[Entries from a pointing dataset]
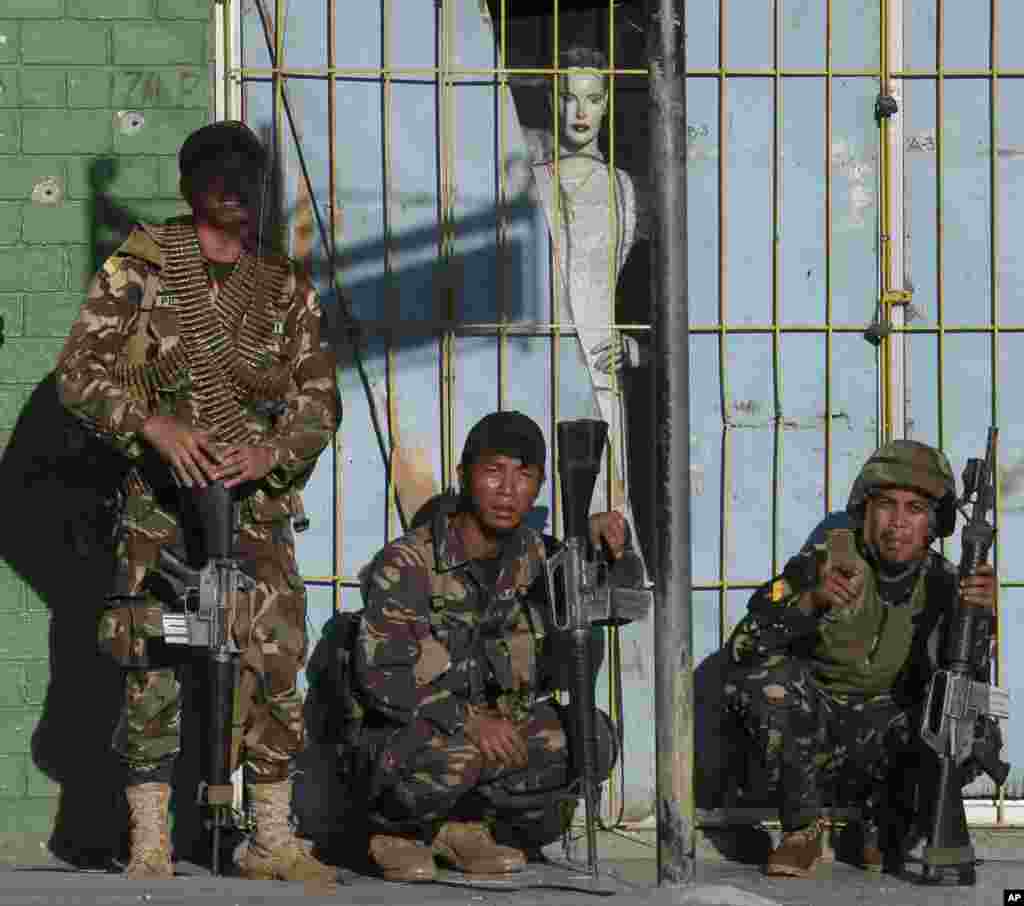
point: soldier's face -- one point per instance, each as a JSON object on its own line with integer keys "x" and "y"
{"x": 222, "y": 207}
{"x": 897, "y": 524}
{"x": 503, "y": 490}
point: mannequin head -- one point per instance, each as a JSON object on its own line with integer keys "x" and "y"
{"x": 583, "y": 99}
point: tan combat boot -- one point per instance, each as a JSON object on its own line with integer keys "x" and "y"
{"x": 871, "y": 857}
{"x": 274, "y": 853}
{"x": 401, "y": 858}
{"x": 799, "y": 852}
{"x": 151, "y": 838}
{"x": 469, "y": 847}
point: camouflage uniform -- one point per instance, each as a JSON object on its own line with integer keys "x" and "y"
{"x": 435, "y": 644}
{"x": 835, "y": 700}
{"x": 127, "y": 358}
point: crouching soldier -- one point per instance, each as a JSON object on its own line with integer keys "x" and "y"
{"x": 464, "y": 749}
{"x": 833, "y": 660}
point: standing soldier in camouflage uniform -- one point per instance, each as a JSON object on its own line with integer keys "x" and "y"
{"x": 833, "y": 659}
{"x": 200, "y": 359}
{"x": 450, "y": 664}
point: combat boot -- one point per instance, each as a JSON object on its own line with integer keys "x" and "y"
{"x": 402, "y": 858}
{"x": 274, "y": 853}
{"x": 151, "y": 838}
{"x": 469, "y": 847}
{"x": 799, "y": 853}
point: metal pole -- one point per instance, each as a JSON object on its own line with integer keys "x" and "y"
{"x": 673, "y": 618}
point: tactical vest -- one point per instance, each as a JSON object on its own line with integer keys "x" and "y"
{"x": 863, "y": 649}
{"x": 337, "y": 712}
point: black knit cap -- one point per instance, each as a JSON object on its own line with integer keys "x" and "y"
{"x": 218, "y": 139}
{"x": 506, "y": 433}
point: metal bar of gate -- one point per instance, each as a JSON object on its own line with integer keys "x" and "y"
{"x": 673, "y": 609}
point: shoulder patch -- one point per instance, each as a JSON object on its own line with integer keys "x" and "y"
{"x": 141, "y": 245}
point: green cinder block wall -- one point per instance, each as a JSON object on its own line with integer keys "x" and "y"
{"x": 119, "y": 82}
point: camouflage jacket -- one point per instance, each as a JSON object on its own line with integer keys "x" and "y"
{"x": 434, "y": 640}
{"x": 95, "y": 386}
{"x": 885, "y": 649}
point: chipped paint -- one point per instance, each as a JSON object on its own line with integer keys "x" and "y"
{"x": 859, "y": 175}
{"x": 129, "y": 122}
{"x": 47, "y": 191}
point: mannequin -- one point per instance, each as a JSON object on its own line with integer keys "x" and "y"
{"x": 593, "y": 213}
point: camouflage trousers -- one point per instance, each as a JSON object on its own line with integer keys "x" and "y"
{"x": 809, "y": 739}
{"x": 269, "y": 629}
{"x": 448, "y": 777}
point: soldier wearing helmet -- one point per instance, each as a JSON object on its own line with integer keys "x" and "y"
{"x": 832, "y": 661}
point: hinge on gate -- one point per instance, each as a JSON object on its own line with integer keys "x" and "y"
{"x": 885, "y": 106}
{"x": 897, "y": 297}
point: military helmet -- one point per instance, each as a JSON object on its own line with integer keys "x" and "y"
{"x": 913, "y": 465}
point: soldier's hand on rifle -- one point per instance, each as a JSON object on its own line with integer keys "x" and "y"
{"x": 839, "y": 587}
{"x": 243, "y": 463}
{"x": 498, "y": 738}
{"x": 189, "y": 453}
{"x": 979, "y": 590}
{"x": 609, "y": 529}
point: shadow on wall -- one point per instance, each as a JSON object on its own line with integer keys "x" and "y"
{"x": 59, "y": 547}
{"x": 58, "y": 488}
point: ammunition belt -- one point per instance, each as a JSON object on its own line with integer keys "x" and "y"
{"x": 227, "y": 343}
{"x": 144, "y": 380}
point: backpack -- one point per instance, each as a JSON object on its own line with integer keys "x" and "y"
{"x": 334, "y": 713}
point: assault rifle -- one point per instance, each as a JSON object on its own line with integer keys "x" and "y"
{"x": 208, "y": 596}
{"x": 956, "y": 724}
{"x": 581, "y": 596}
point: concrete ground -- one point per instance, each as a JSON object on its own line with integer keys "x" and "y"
{"x": 630, "y": 859}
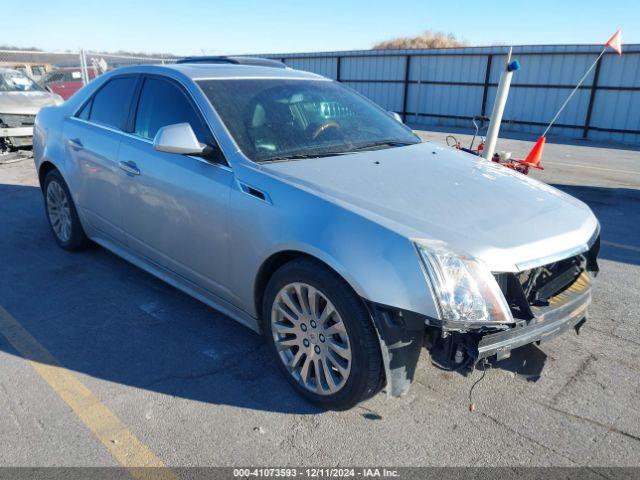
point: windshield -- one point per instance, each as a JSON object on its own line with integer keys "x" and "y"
{"x": 14, "y": 81}
{"x": 277, "y": 119}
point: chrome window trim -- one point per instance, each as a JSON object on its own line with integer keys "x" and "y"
{"x": 555, "y": 257}
{"x": 185, "y": 89}
{"x": 146, "y": 140}
{"x": 245, "y": 77}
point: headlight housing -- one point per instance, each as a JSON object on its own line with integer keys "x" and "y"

**PROBLEM DETAILS**
Output the data exactly. Pictures don't belong in the result.

**TASK OUTPUT**
point: soldier's face -- one point per instance, each as a JSON object on its own line with integer keys "x" and "y"
{"x": 222, "y": 207}
{"x": 897, "y": 524}
{"x": 503, "y": 490}
point: mannequin head -- one point per instance, each as a JSON object on its own line with integer keys "x" and "y"
{"x": 583, "y": 99}
point: tan combat boot -- one point per instance, each as a JSON object on its own line with integer keys "x" and "y"
{"x": 871, "y": 857}
{"x": 274, "y": 853}
{"x": 401, "y": 858}
{"x": 799, "y": 852}
{"x": 151, "y": 838}
{"x": 469, "y": 847}
point: camouflage uniform -- one point per instance, each as a JSON object on its own line with integer keys "x" and "y"
{"x": 435, "y": 644}
{"x": 835, "y": 700}
{"x": 127, "y": 358}
point: crouching soldier -- one point per instance, each as a JSON object on its own line with integer keys "x" and "y"
{"x": 464, "y": 749}
{"x": 833, "y": 660}
point: standing soldier in camouflage uniform -- one point per instance, each as a JSON object on its own line with integer keys "x" and "y"
{"x": 833, "y": 659}
{"x": 200, "y": 359}
{"x": 450, "y": 664}
point: combat boot -- one point per instance, each as a JSON object on its own line with integer keys "x" and "y"
{"x": 402, "y": 858}
{"x": 274, "y": 853}
{"x": 151, "y": 838}
{"x": 469, "y": 847}
{"x": 799, "y": 853}
point: metal pole -- one point per instance, each as a JSON object on its own line with integer keys "x" and "y"
{"x": 673, "y": 618}
point: tactical vest -- one point per instance, each as a JSON object on its own line with integer keys "x" and "y"
{"x": 863, "y": 649}
{"x": 337, "y": 712}
point: black knit cap -- one point per instance, each as a JSON object on its own line with integer keys "x" and "y"
{"x": 218, "y": 139}
{"x": 506, "y": 433}
point: metal bar of gate -- one point per instance, each as a JSON object on its own line with integer keys "x" and "y"
{"x": 673, "y": 609}
point: shoulder patch -- one point per instance, each as a JSON object on its own line with integer keys "x" and "y"
{"x": 141, "y": 245}
point: green cinder block wall -- one point per instance, each as a JSON object on its own line with integer keys "x" and "y"
{"x": 119, "y": 82}
point: camouflage jacket -- one point per instance, each as a JSON object on its own line with integer keys "x" and "y"
{"x": 434, "y": 640}
{"x": 95, "y": 386}
{"x": 885, "y": 649}
point: chipped paint -- one point per instance, each as a JSON object on its own line with integer keys "x" and "y"
{"x": 859, "y": 175}
{"x": 129, "y": 122}
{"x": 47, "y": 191}
point: mannequin -- one point per instance, each as a JSON object on its own line with integer keys "x" and "y"
{"x": 593, "y": 213}
point: camouflage trousers -- one point per instance, each as a JSON object on its own line with integer keys "x" and "y"
{"x": 809, "y": 739}
{"x": 269, "y": 629}
{"x": 448, "y": 777}
point: soldier wearing helmet -- one point per instance, each as a JSON object on its own line with integer keys "x" and "y"
{"x": 832, "y": 661}
point: hinge on gate -- one point per instance, each as a JSON object on its own line with integer keys "x" and "y"
{"x": 885, "y": 106}
{"x": 897, "y": 297}
point: military helmet -- one point per instance, each as a JSON object on its own line with integer keys "x" and "y"
{"x": 913, "y": 465}
point: soldier's hand on rifle -- one point per instance, each as a JSON object on its own line with integer keys "x" and "y"
{"x": 839, "y": 587}
{"x": 243, "y": 463}
{"x": 498, "y": 738}
{"x": 189, "y": 453}
{"x": 979, "y": 590}
{"x": 609, "y": 529}
point: shadow on wall -- one point per instance, each as a JSON object on its own line with integer keys "x" and "y"
{"x": 59, "y": 547}
{"x": 58, "y": 488}
point: ammunition belt -- one point per instance, each as a JSON object on its own line with integer keys "x" and "y"
{"x": 227, "y": 343}
{"x": 144, "y": 380}
point: backpack -- one point per instance, each as a JSON object on its own line with integer keys "x" and "y"
{"x": 334, "y": 713}
point: assault rifle -- one point per instance, each as a JSON object on its own line with integer keys "x" and "y"
{"x": 208, "y": 596}
{"x": 956, "y": 724}
{"x": 581, "y": 596}
point: concrete ground -- one point per instance, each as a JSON object on its own line with integer keys "x" and "y"
{"x": 630, "y": 859}
point: windshield -- one point per instance, each as a JSON object on its own line with integer keys "x" and "y"
{"x": 14, "y": 81}
{"x": 277, "y": 119}
point: chrome window trim -- one point per instance, each as a JSON object on its own line with integer keys "x" and "y"
{"x": 555, "y": 257}
{"x": 185, "y": 89}
{"x": 146, "y": 140}
{"x": 245, "y": 77}
point: headlight housing -- one point per instance, each as a JSON object on its own line with integer keys "x" and "y"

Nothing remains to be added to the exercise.